In my classes, I attempt to create what bell hooks calls “a location of possibility.” She explains that when we labor for freedom, demand of ourselves and our students, and when we open our hearts and minds, we may “collectively imagine ways to move beyond boundaries, to transgress.” I cannot claim that I always succeed in creating such a “location of possibility,” but it is a constant goal when I develop and deliver a course. One crucial component of that delivery is in how I structure the presentation and discussion of controversial or contentious subjects. For the class to collectively venture “beyond boundaries,” I aim to make my courses accessible to students with a range of scholastic preparation and learning goals.

In the first week of my courses, I discuss with my students several norms I expect all of us to better understand, practice, and enforce throughout the semester. Two of these norms pertain to consistent use of methods that can enhance understanding and promote well-being: the principle of charity and self-care. While I could not assign sole or primary credit to these methods, they have contributed to producing opportunities to “move beyond boundaries.”

The Principle of Charity

The principle of charity aims to clarify and improve understanding of another’s claims, particularly when there seems to be disagreement. I invite my students to be charitable with one another, with the texts they read, and with me. In this sense, charity is chiefly concerned with interpretations, as its primary goal is lessening perceived differences caused by problems interpreting the expressions of others. This goal can be achieved by acknowledging points of agreement and by translating expressions into their most well-reasoned and persuasive versions. I often suggest students consider the practice of charity as the opposite of constructing a “strawman.” I invite them to use this method prior to criticizing claims, and find that it fosters civil debate and rigorous thinking during moments of disagreement. Beyond helping students learn, I ask students to consider the ways that using this method in other settings can improve their personal and professional relationships. I model this method in the way that I teach, and because I treat competitive ideas faithfully and fairly, students are often unable to pin down my own opinion on a text or topic of discussion. I am thrilled when we are weeks into a semester and students ask for my perspective on a given issue, as they are frequently unable to assume it.

*DATA SHOWN*
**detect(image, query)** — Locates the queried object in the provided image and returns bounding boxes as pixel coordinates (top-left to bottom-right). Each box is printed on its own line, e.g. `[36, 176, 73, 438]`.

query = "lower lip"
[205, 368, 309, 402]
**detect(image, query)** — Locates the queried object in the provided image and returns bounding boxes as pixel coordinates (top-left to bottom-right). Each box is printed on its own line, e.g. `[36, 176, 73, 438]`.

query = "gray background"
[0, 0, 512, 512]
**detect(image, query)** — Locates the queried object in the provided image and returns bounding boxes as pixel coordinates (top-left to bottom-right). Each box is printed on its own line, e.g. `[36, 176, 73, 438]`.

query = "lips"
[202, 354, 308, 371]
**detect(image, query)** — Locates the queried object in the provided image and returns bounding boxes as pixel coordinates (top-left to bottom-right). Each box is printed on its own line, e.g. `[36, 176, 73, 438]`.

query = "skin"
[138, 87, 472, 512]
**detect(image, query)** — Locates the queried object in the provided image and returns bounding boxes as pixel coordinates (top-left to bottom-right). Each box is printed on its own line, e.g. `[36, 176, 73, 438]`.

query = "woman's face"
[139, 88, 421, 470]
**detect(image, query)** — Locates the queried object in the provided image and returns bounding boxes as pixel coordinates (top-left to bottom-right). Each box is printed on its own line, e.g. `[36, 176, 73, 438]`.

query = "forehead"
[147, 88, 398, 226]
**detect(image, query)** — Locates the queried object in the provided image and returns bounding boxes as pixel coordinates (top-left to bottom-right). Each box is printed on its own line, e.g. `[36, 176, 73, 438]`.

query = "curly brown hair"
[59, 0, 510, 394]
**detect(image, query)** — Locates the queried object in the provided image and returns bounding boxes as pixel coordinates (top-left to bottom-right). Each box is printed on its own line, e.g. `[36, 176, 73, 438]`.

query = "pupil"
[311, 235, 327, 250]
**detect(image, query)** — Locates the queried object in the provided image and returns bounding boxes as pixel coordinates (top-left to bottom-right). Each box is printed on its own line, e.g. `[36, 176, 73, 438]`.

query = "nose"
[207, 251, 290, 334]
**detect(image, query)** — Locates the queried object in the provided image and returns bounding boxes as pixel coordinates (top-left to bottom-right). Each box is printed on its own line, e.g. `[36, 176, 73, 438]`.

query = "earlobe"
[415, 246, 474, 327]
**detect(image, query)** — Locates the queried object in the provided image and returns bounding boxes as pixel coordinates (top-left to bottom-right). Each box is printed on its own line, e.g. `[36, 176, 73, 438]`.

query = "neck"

---

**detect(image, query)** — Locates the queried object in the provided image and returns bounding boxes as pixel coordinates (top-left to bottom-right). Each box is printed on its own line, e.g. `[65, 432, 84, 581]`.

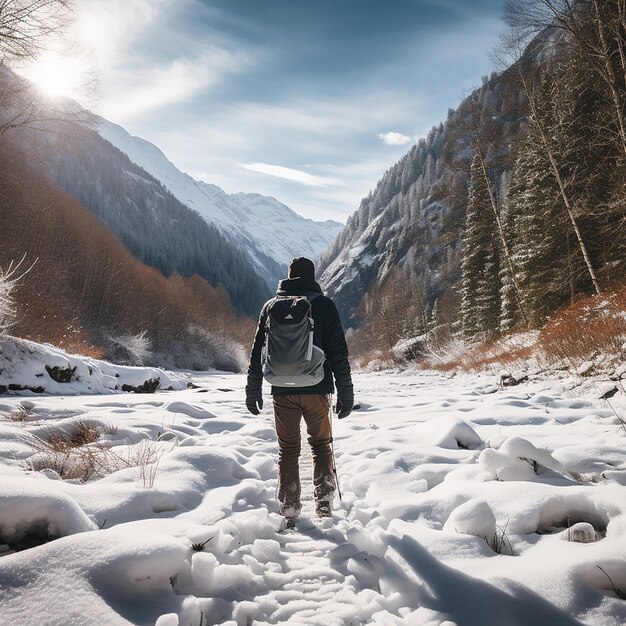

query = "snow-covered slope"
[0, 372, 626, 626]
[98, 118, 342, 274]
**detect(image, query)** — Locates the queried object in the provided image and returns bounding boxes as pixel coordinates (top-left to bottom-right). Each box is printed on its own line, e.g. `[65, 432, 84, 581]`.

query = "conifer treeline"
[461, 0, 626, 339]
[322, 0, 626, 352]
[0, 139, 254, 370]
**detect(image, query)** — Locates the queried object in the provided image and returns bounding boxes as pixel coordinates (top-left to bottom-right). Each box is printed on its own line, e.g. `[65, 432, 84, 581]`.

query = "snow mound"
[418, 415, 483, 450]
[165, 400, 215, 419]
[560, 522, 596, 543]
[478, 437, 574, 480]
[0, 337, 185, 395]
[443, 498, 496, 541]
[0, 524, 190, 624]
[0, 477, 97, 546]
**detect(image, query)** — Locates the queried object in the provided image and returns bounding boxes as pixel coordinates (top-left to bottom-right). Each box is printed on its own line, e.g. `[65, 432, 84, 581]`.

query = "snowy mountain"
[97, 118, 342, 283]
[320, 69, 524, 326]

---

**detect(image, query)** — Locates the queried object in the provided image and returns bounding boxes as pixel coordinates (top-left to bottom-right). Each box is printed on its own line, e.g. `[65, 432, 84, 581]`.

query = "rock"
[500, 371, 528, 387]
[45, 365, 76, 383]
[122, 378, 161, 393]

*PROBLEMS TO SOLVE*
(1) Answer these questions about the passage on teaching:
(a) What phrase from bell hooks describes what the author tries to create in class?
(b) Which two norms relate to methods that can enhance understanding and promote well-being?
(c) What does the author suggest students view the practice of charity as the opposite of?
(2) Quote the passage on teaching, starting with "In my classes, I" and going on through "and learning goals.".

*EXERCISE RESULTS*
(1)
(a) "a location of possibility"
(b) The principle of charity and self-care
(c) Constructing a "strawman"

(2)
In my classes, I attempt to create what bell hooks calls “a location of possibility.” She explains that when we labor for freedom, demand of ourselves and our students, and when we open our hearts and minds, we may “collectively imagine ways to move beyond boundaries, to transgress.” I cannot claim that I always succeed in creating such a “location of possibility,” but it is a constant goal when I develop and deliver a course. One crucial component of that delivery is in how I structure the presentation and discussion of controversial or contentious subjects. For the class to collectively venture “beyond boundaries,” I aim to make my courses accessible to students with a range of scholastic preparation and learning goals.